++++ MATERIAL SUPPLIED ++++

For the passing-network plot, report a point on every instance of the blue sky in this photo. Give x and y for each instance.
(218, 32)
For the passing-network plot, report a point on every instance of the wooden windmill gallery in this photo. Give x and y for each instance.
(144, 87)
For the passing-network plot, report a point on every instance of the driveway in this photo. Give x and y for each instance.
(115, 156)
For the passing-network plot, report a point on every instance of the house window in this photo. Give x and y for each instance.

++++
++++ MATERIAL SUPPLIED ++++

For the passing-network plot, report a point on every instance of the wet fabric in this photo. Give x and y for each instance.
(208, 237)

++++

In the material above, find the line containing "of the driveway" and the line containing "of the house", then write out exactly those two lines and every line between them, and nothing more.

__ANSWER FOR THE TASK__.
For the passing-network plot, report a point on every instance of the driveway in this photo. Give x and y for each instance.
(115, 156)
For the passing-network plot, report a point on every instance of the house window in this photo. Give x and y for each instance.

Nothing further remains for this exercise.